ACTIVITÉ A – Dans l'article sur les hikikomori, depuis combien de temps Lucas ne quitte-t-il plus sa chambre ?
ACTIVITÉ B – Recopiez le passage de l'article sur les hikikomori qui commence par « par Arthur de » et se termine par « de la semaine. ».
ACTIVITÉ C – D'après l'article sur les hikikomori, de quoi Lucas se gave-t-il devant son ordinateur ? Citez-les tous.

==== TEXTE À EXAMINER

« Je ne suis pas anormal, je ne sors juste plus »
par Arthur de Boutiny Publié le 24 octobre 2015 sur le nouvel observateur
En japonais, « hikikomori » signifie « se retrancher » et désigne les milliers de jeunes vivant reclus. Et en France ? C’est l’objet de notre archive de la semaine.
Lucas (le prénom a été modifié) serait allé assez loin dans la vie s’il ne l’avait pas abandonnée. Maigre, malingre même, le visage mangé par de grosses lunettes sur sa photo de profil Facebook, il n’est pas repoussant. Il avait commencé une khâgne, puis des études de lettres avant de tout laisser tomber.
A 24 ans, cela fait deux ans qu’il ne quitte plus sa chambre. La seule personne qu’il voit, c’est son père, chez qui il habite en banlieue parisienne et qui le blanchit, le nourrit. En T-shirt et en caleçon, il reste devant son ordinateur, à se gaver de jeux vidéo, de surf sur Internet et surtout de haine de soi.

========
==== INFORMATIONS AFFICHÉES

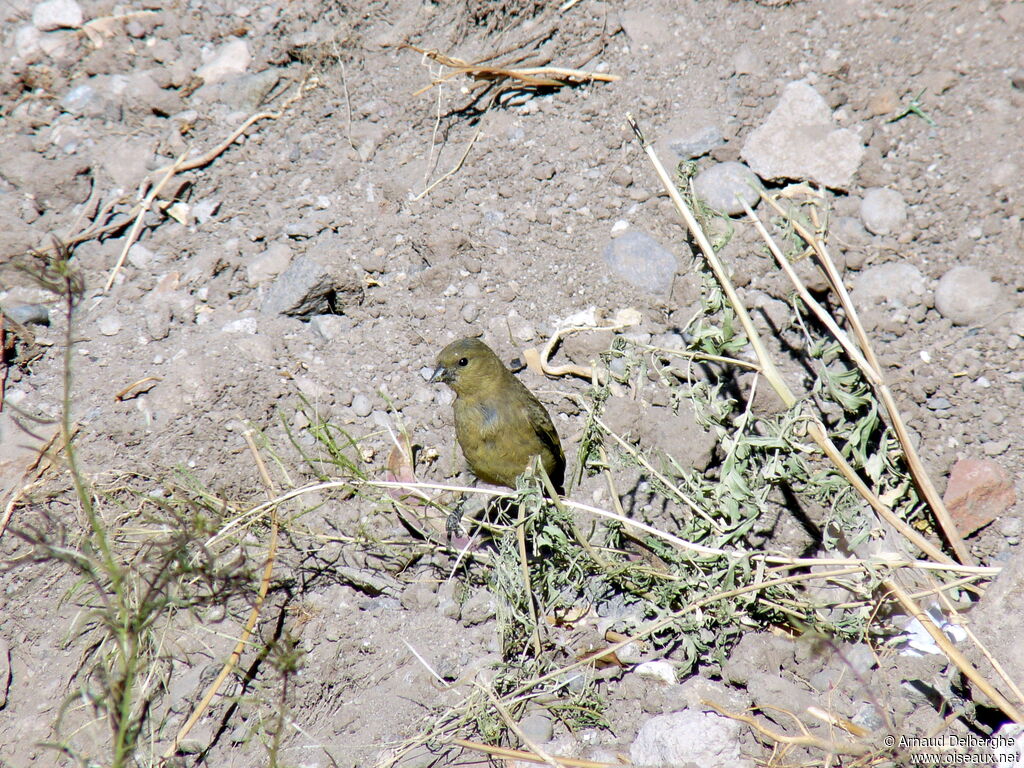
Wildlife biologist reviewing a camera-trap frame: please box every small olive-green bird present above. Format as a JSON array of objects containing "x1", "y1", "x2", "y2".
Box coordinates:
[{"x1": 430, "y1": 339, "x2": 565, "y2": 494}]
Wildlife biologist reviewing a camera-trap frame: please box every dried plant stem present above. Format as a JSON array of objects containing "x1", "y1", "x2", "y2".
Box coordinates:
[
  {"x1": 103, "y1": 155, "x2": 185, "y2": 293},
  {"x1": 452, "y1": 738, "x2": 622, "y2": 768},
  {"x1": 627, "y1": 115, "x2": 953, "y2": 562},
  {"x1": 164, "y1": 430, "x2": 278, "y2": 760},
  {"x1": 883, "y1": 579, "x2": 1024, "y2": 725},
  {"x1": 701, "y1": 699, "x2": 872, "y2": 756},
  {"x1": 761, "y1": 193, "x2": 974, "y2": 565},
  {"x1": 474, "y1": 683, "x2": 567, "y2": 768}
]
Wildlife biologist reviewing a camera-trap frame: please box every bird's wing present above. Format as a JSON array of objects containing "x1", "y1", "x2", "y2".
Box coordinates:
[{"x1": 526, "y1": 394, "x2": 564, "y2": 458}]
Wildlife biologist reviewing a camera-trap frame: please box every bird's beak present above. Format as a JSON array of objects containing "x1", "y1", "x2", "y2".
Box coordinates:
[{"x1": 430, "y1": 366, "x2": 452, "y2": 384}]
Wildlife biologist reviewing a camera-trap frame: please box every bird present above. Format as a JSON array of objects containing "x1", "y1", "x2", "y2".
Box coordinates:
[{"x1": 430, "y1": 338, "x2": 565, "y2": 494}]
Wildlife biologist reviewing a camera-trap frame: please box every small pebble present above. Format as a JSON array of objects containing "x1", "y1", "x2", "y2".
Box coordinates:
[
  {"x1": 860, "y1": 186, "x2": 906, "y2": 234},
  {"x1": 221, "y1": 317, "x2": 258, "y2": 335},
  {"x1": 97, "y1": 314, "x2": 121, "y2": 336},
  {"x1": 693, "y1": 163, "x2": 764, "y2": 216},
  {"x1": 352, "y1": 392, "x2": 374, "y2": 418},
  {"x1": 519, "y1": 712, "x2": 555, "y2": 743},
  {"x1": 3, "y1": 304, "x2": 50, "y2": 326},
  {"x1": 935, "y1": 266, "x2": 1002, "y2": 326}
]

========

RÉPONSE ÉCRITE A – Depuis deux ans.

RÉPONSE ÉCRITE B –
par Arthur de Boutiny Publié le 24 octobre 2015 sur le nouvel observateur
En japonais, « hikikomori » signifie « se retrancher » et désigne les milliers de jeunes vivant reclus. Et en France ? C’est l’objet de notre archive de la semaine.

RÉPONSE ÉCRITE C – De jeux vidéo, de surf sur Internet et de haine de soi.